━━━━━ Data extract

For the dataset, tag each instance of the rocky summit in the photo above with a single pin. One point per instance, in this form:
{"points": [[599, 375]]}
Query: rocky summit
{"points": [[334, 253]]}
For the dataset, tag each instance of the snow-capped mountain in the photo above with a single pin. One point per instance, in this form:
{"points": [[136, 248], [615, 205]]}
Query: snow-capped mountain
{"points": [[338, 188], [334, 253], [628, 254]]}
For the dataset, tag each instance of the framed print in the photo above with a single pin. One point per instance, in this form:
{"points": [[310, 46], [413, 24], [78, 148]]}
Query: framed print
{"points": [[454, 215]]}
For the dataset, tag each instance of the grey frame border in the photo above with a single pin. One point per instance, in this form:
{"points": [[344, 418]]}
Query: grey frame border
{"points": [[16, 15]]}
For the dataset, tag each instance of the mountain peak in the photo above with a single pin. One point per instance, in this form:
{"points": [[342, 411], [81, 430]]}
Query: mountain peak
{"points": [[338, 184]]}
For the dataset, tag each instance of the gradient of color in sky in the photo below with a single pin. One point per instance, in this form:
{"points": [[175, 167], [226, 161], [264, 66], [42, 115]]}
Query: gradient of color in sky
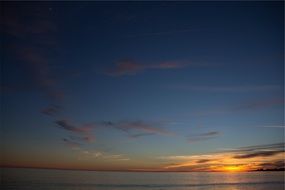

━━━━━━━━━━

- [Short task]
Please set out everything in the listing from the line containing "For the dataset, tag each instance of the mountain" down to the end of the listing as a JSON list of strings, one per line. Skip blank lines and leave out the pictures.

- [Written response]
[
  "For the dataset, tag each instance of the mountain peak in the photo above with a single pin. One point per instance, in this form:",
  "{\"points\": [[342, 411], [81, 430]]}",
  "Query: mountain peak",
  "{\"points\": [[338, 184]]}",
  "For the dataset, tag each instance of the gradient of color in sky in the photo below with a single pin. One point per instance, in this form:",
  "{\"points\": [[175, 167], [226, 161], [264, 66], [42, 115]]}",
  "Query: gradient of color in sky"
]